§ **TEXT PASSAGE**
Pat & I have been told more than a few times that we may resemble more than few sketches in Portlandia.  Admittedly, we are music snob geeks with some pretty firm standards about what music our child listens to (Mike & The Mechanics ARE a gateway band that we refuse to let her listen to and yes, we do know who Neu! is. ).  We may have watched entire series of TV shows in marathon format, but what has really gotten us the most comparison to the show is my love of pickling.

Admittedly, I have mostly laughed it off.  After all, I’ve already taught one canning & pickling class and I’m gearing up to teach  a pickling class in a few weeks, so I need to practice and know my stuff, yes? 

However, the other night, Pat & I were having dinner with friends and had jimica for the first time.  About two bites into it, I looked at him and said “This would make a great pickle”.

This week, with Edie being gone, most of the block on vacation and Pat at work all day, I’ve kept myself busy with you guessed it, pickling.  As I type this, my second batch today is on the stove – Curried Pickled Squash & Zucchini, Betty having left me a big bag she acquired from Russell.  Leni was kind enough to share a large bag of cukes I turned into Bread & Butter pickles earlier today.  The squash pickles would be my 4th batch of pickles in 3 days.  I spent all day Thursday making Watermelon rind pickles (and realized I need to rewrite the recipe to double the liquid amounts in the brine) and last night I pickled a peck of peaches (which is really fun to say.  Pat & I walked around all night saying it. I bet you said it while reading it, didn’t you?)

I have often stated that I don’t tend to follow recipes while in the kitchen, but when it comes to canning and pickling, I don’t improvise, I am by the book.  The whole concept of acid content and knowing what works and what doesn’t is sort of beyond me.  Or so I thought.  Last night, as I was getting myself set up to pickle those peaches, I realized that the last time I made a batch, I sort of merged the recipe from “Joy of Pickling” with the one from Serious Eats In A Pickle, meaning, I wrote my own recipe.  My very first pickling recipe.   And because we’ve already eaten them and people that have had pickled peaches before have eaten them and declared them just like their grandmother made, I knew I had done it right. Needless to say, I was pretty impressed with myself and sat down while the last batch was in the canner and wrote the recipe out to use in my upcoming pickling class.

My name is Becky and I’m a pickling junkie.  I’m going to walk away from the canner for a few days and head to the water for some quality time with my all time favorite partner in crime from college.  I’m going to resist the urge to pickle anything for the next few days, although I can’t promise I won’t put a bird on it.

Bread & Butter.

This morning I taught my first official canning class at the Charlottesville Cooking School.  I’ve taught countless friends how to can so that part wasn’t new.  I’ve assisted with numerous classes at the school over the years, so I felt comfortable in that space, but the part where I stand up in front of complete strangers and be credible about something?  That part had me nervous.  As did the part where I make sure the class was structured so that we got everything done in the amount of time scheduled for the class. Somehow I managed to pull it off though.

§ **TASKS FOR THIS EXERCISE**
1. Reproduce the point labeling listing below line for line, with no changes.
2. Carry on the pickling post from where it stops.

Records from a point labeling set
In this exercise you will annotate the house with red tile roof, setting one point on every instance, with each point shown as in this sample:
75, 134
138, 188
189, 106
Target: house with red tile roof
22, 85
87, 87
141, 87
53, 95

§ **SET OF ANSWERS**
1.
In this exercise you will annotate the house with red tile roof, setting one point on every instance, with each point shown as in this sample:
75, 134
138, 188
189, 106
Target: house with red tile roof
22, 85
87, 87
141, 87
53, 95

2.
We canned tomatoes and zucchini bread & butter pickles.  The class had been advertised offering cucumber pickles, but last week as I was walking around the farmer’s market, I had a heck of a time finding pickling cucumbers.  It seems the heat this summer fried just about every farmer’s crop that I talked to, causing the lack of them at my local farmer’s market.  I know from experience that regular cucumbers don’t pickle nearly as well as the pickling variety.  They will still make a fairly decent bread and butter pickle, but you can’t rush the soaking step.  As I couldn’t find a recipe with a soaking step shorter than 3 hours, the time allotted the class was 3 hours, well, I realized I was going to have to make a substitution if I was going to send my students home with a jar of pickles that I knew was going to be good.  So, after reading up on pickles, zucchini pickles it was!

After all, I didn’t want their first pickle experience to have a sub-par result.  I’ve made dill pickles that haven’t turned out and it stinks to put a bunch of work into something that you end up throwing out.  They were all taking the class because they wanted to learn to can and I wanted to make sure they enjoyed it.

I promised my students that even though we didn’t make the cucumber pickles, I would share my recipe with them.  The recipe I use is the one my mother used, from an old Ideals Family cookbook, published in the early 1970’s, although I have seen this recipe elsewhere as well. 
Bread & Butter Cucumber Pickles
(from The Ideals Family Garden Cookbook)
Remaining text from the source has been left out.